Shida District (志太郡, Shida-gun) was a rural district located in central Shizuoka Prefecture, Japan.

== Population ==
As of the end of 2008 (the last data available before its dissolution), the district had an estimated population of 12,110 and a population density of 227.25 PD/km2. Its total area was 53.29 km2.

==History==
Shida District was created in the early Meiji cadastral reforms of 1879 out of Haibara District. In the organization of municipalities of October 1, 1889, Shida District was divided into three town (Shimada, Fujieda and Okabe) and 22 villages. It gained another three villages on April 1, 1896, with the annexation of Mashizu District (益津郡, Mashizu-gun). Yaizu was raised to town status on June 28, 1901, followed by Aoshima Village on January 1, 1922, leaving the district with five towns and 23 villages.

On January 1, 1948, Shimada was elevated to city status. Yaizu was elevated to city status on March 1, 1951, and Ogawa Village was elevated to town status on October 1, 1952. In a round of consolidation from 1953 to 1956, the number of villages was reduced from 22 to zero, and Fujieda was proclaimed a city on March 31, 1954.

===Recent mergers===
- On November 1, 2008 - the town of Ōigawa (created on March 31, 1955) was merged into the expanded city of Yaizu.
- On January 1, 2009 - the town of Okabe was merged into the expanded city of Fujieda. Shida District was dissolved as a result of this merger.

■ PROVIDED RECORDS ■
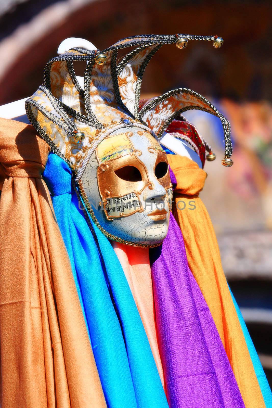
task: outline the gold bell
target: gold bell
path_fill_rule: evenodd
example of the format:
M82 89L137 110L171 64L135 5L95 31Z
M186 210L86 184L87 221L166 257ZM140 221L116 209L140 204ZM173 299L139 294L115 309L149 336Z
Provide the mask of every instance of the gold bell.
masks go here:
M95 61L99 65L103 65L107 62L107 56L105 54L98 54L95 57Z
M210 152L206 156L206 158L208 160L208 162L213 162L214 160L215 160L216 158L216 155L212 152Z
M180 48L182 49L183 48L186 48L187 47L188 42L188 38L185 37L182 37L181 38L179 38L176 43L176 45L178 48Z
M85 135L83 132L77 132L74 136L74 140L76 143L81 143L85 139Z
M233 162L231 159L225 157L222 160L222 164L226 167L231 167L233 164Z
M223 45L224 40L221 37L218 37L213 42L213 45L215 48L221 48Z

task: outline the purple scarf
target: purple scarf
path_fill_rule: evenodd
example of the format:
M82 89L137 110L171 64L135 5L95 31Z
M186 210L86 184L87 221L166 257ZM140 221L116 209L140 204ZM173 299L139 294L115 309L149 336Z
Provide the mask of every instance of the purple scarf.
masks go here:
M159 346L170 408L245 408L223 344L170 214L150 250Z

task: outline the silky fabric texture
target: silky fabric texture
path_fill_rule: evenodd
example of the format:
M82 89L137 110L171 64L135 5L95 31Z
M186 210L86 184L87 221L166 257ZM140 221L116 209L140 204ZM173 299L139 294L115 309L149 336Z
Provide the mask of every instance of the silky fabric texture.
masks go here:
M49 148L0 120L2 408L104 408L70 262L42 180Z
M173 214L182 231L189 266L215 323L246 408L265 406L241 326L222 268L215 234L199 197L206 177L187 157L168 155L177 181ZM189 210L192 204L194 210ZM184 210L179 209L186 207Z
M77 196L71 191L68 165L51 153L43 177L53 195L56 217L78 281L107 406L167 408L141 318L110 242L93 224L106 265L107 283L93 237L79 208Z
M112 245L130 288L148 339L161 381L166 390L156 330L148 249L130 246L114 241L112 242Z
M170 408L244 408L216 327L188 266L173 215L150 250L159 343Z

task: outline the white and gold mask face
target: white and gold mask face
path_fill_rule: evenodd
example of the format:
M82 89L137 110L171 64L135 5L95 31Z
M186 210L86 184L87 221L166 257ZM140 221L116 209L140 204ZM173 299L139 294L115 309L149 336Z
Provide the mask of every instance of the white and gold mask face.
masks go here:
M102 53L72 49L49 61L43 84L26 102L30 122L68 164L91 215L111 239L151 246L166 236L172 189L166 155L156 140L177 114L199 109L219 118L225 140L222 162L232 164L230 124L197 92L172 89L139 109L151 58L163 44L180 48L184 37L130 37ZM199 39L216 48L223 43L217 36L185 39ZM117 63L118 50L130 47ZM75 73L77 61L86 63L83 89Z
M150 246L166 236L172 186L166 154L148 132L124 128L104 139L80 185L93 218L109 237Z

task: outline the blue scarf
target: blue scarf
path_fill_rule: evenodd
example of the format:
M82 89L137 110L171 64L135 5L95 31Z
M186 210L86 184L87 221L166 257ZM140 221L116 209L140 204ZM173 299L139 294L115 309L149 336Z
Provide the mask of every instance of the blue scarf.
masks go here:
M168 408L120 263L91 220L88 226L71 188L71 177L66 163L51 153L43 178L52 195L107 406Z

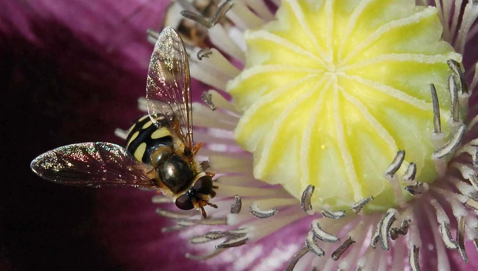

■ THE TASK ■
According to the Shida District passage, what event led to the district's dissolution? The listing comes from a different source than the text.

■ ANSWER TO THIS EXERCISE ■
The merger of the town of Okabe into the expanded city of Fujieda on January 1, 2009.